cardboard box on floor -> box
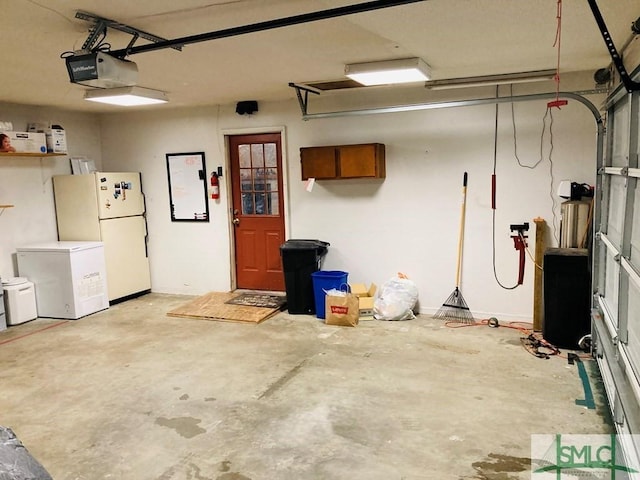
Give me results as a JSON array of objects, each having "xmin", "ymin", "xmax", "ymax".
[{"xmin": 349, "ymin": 283, "xmax": 377, "ymax": 320}]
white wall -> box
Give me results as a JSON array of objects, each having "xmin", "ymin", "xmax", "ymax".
[
  {"xmin": 98, "ymin": 75, "xmax": 603, "ymax": 321},
  {"xmin": 0, "ymin": 78, "xmax": 602, "ymax": 321},
  {"xmin": 0, "ymin": 103, "xmax": 102, "ymax": 278}
]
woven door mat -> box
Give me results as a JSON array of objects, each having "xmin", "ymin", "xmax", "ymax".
[{"xmin": 225, "ymin": 293, "xmax": 287, "ymax": 309}]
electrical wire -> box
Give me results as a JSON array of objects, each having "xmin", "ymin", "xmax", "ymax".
[
  {"xmin": 60, "ymin": 30, "xmax": 110, "ymax": 58},
  {"xmin": 492, "ymin": 89, "xmax": 519, "ymax": 290},
  {"xmin": 509, "ymin": 83, "xmax": 561, "ymax": 244},
  {"xmin": 133, "ymin": 1, "xmax": 247, "ymax": 20},
  {"xmin": 509, "ymin": 84, "xmax": 552, "ymax": 170},
  {"xmin": 492, "ymin": 211, "xmax": 519, "ymax": 290},
  {"xmin": 546, "ymin": 108, "xmax": 560, "ymax": 245},
  {"xmin": 24, "ymin": 0, "xmax": 77, "ymax": 26},
  {"xmin": 511, "ymin": 99, "xmax": 546, "ymax": 170},
  {"xmin": 444, "ymin": 317, "xmax": 591, "ymax": 360},
  {"xmin": 520, "ymin": 232, "xmax": 543, "ymax": 270}
]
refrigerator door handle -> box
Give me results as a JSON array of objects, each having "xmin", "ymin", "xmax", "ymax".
[{"xmin": 144, "ymin": 218, "xmax": 150, "ymax": 258}]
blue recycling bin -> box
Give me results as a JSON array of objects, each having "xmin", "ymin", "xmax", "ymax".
[{"xmin": 311, "ymin": 270, "xmax": 349, "ymax": 319}]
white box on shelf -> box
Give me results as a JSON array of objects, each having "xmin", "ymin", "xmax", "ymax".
[
  {"xmin": 1, "ymin": 131, "xmax": 47, "ymax": 154},
  {"xmin": 46, "ymin": 127, "xmax": 67, "ymax": 154}
]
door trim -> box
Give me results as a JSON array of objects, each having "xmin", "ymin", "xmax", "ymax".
[{"xmin": 222, "ymin": 126, "xmax": 289, "ymax": 290}]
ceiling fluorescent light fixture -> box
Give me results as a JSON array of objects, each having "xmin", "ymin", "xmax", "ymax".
[
  {"xmin": 345, "ymin": 57, "xmax": 431, "ymax": 86},
  {"xmin": 84, "ymin": 86, "xmax": 168, "ymax": 106},
  {"xmin": 424, "ymin": 70, "xmax": 556, "ymax": 90}
]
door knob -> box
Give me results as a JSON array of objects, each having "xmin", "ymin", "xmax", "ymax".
[{"xmin": 232, "ymin": 218, "xmax": 240, "ymax": 225}]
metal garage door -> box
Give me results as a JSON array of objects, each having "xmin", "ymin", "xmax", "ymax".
[{"xmin": 592, "ymin": 70, "xmax": 640, "ymax": 468}]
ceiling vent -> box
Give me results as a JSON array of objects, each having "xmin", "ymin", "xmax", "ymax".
[{"xmin": 302, "ymin": 79, "xmax": 365, "ymax": 91}]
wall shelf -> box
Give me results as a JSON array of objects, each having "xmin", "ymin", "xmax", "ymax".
[
  {"xmin": 0, "ymin": 152, "xmax": 66, "ymax": 157},
  {"xmin": 0, "ymin": 205, "xmax": 14, "ymax": 208}
]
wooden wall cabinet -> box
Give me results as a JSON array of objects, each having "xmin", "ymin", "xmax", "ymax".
[{"xmin": 300, "ymin": 143, "xmax": 385, "ymax": 180}]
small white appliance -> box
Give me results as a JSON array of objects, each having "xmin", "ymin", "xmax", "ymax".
[
  {"xmin": 557, "ymin": 180, "xmax": 572, "ymax": 199},
  {"xmin": 2, "ymin": 277, "xmax": 37, "ymax": 325},
  {"xmin": 16, "ymin": 241, "xmax": 109, "ymax": 319}
]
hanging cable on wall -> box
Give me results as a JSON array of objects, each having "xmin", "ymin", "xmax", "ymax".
[
  {"xmin": 510, "ymin": 92, "xmax": 561, "ymax": 245},
  {"xmin": 491, "ymin": 88, "xmax": 519, "ymax": 290},
  {"xmin": 546, "ymin": 109, "xmax": 560, "ymax": 245},
  {"xmin": 493, "ymin": 83, "xmax": 563, "ymax": 289}
]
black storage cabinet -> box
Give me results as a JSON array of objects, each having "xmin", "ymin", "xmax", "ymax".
[
  {"xmin": 280, "ymin": 240, "xmax": 329, "ymax": 314},
  {"xmin": 543, "ymin": 247, "xmax": 591, "ymax": 349}
]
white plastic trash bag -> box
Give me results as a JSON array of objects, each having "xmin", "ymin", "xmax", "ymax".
[{"xmin": 373, "ymin": 273, "xmax": 419, "ymax": 321}]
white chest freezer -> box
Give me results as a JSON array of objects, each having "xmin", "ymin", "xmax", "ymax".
[{"xmin": 16, "ymin": 241, "xmax": 109, "ymax": 319}]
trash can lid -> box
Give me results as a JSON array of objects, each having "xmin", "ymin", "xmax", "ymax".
[
  {"xmin": 2, "ymin": 277, "xmax": 28, "ymax": 287},
  {"xmin": 280, "ymin": 239, "xmax": 330, "ymax": 250}
]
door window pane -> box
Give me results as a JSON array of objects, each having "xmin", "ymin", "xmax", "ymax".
[
  {"xmin": 237, "ymin": 143, "xmax": 280, "ymax": 216},
  {"xmin": 241, "ymin": 191, "xmax": 253, "ymax": 214},
  {"xmin": 270, "ymin": 192, "xmax": 280, "ymax": 215},
  {"xmin": 251, "ymin": 144, "xmax": 265, "ymax": 168},
  {"xmin": 239, "ymin": 144, "xmax": 251, "ymax": 168},
  {"xmin": 265, "ymin": 143, "xmax": 277, "ymax": 168}
]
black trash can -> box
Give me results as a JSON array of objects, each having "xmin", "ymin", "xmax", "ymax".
[{"xmin": 280, "ymin": 239, "xmax": 329, "ymax": 314}]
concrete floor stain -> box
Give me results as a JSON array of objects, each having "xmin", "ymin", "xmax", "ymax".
[
  {"xmin": 155, "ymin": 416, "xmax": 206, "ymax": 438},
  {"xmin": 216, "ymin": 460, "xmax": 250, "ymax": 479},
  {"xmin": 216, "ymin": 473, "xmax": 251, "ymax": 480},
  {"xmin": 471, "ymin": 453, "xmax": 530, "ymax": 479}
]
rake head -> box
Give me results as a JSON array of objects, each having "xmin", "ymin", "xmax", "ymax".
[{"xmin": 434, "ymin": 287, "xmax": 474, "ymax": 324}]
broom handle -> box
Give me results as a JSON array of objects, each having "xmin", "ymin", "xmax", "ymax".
[{"xmin": 455, "ymin": 172, "xmax": 468, "ymax": 288}]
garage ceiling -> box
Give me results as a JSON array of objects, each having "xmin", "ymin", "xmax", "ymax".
[{"xmin": 3, "ymin": 0, "xmax": 639, "ymax": 113}]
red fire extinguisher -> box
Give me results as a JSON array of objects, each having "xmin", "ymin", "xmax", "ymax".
[{"xmin": 210, "ymin": 172, "xmax": 220, "ymax": 200}]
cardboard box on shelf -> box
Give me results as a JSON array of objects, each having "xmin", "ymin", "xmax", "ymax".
[
  {"xmin": 349, "ymin": 283, "xmax": 377, "ymax": 320},
  {"xmin": 46, "ymin": 127, "xmax": 67, "ymax": 154},
  {"xmin": 27, "ymin": 123, "xmax": 67, "ymax": 154},
  {"xmin": 0, "ymin": 131, "xmax": 47, "ymax": 154}
]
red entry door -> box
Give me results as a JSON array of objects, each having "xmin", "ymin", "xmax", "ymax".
[{"xmin": 229, "ymin": 133, "xmax": 286, "ymax": 291}]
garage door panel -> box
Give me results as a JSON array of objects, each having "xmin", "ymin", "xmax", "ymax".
[{"xmin": 611, "ymin": 97, "xmax": 630, "ymax": 167}]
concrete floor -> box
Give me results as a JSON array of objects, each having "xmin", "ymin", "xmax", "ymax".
[{"xmin": 0, "ymin": 293, "xmax": 612, "ymax": 480}]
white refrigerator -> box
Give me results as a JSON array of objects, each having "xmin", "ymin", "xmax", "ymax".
[
  {"xmin": 16, "ymin": 241, "xmax": 109, "ymax": 319},
  {"xmin": 53, "ymin": 172, "xmax": 151, "ymax": 302}
]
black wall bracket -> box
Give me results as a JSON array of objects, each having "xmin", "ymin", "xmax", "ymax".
[
  {"xmin": 288, "ymin": 83, "xmax": 321, "ymax": 117},
  {"xmin": 587, "ymin": 0, "xmax": 640, "ymax": 92}
]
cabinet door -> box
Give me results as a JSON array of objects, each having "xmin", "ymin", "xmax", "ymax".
[
  {"xmin": 338, "ymin": 144, "xmax": 385, "ymax": 178},
  {"xmin": 300, "ymin": 147, "xmax": 337, "ymax": 180}
]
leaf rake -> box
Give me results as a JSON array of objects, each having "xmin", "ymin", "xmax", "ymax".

### What is needed
Of all the entries above, how many lines contain the string "white"? Answer with the number only.

### Response
6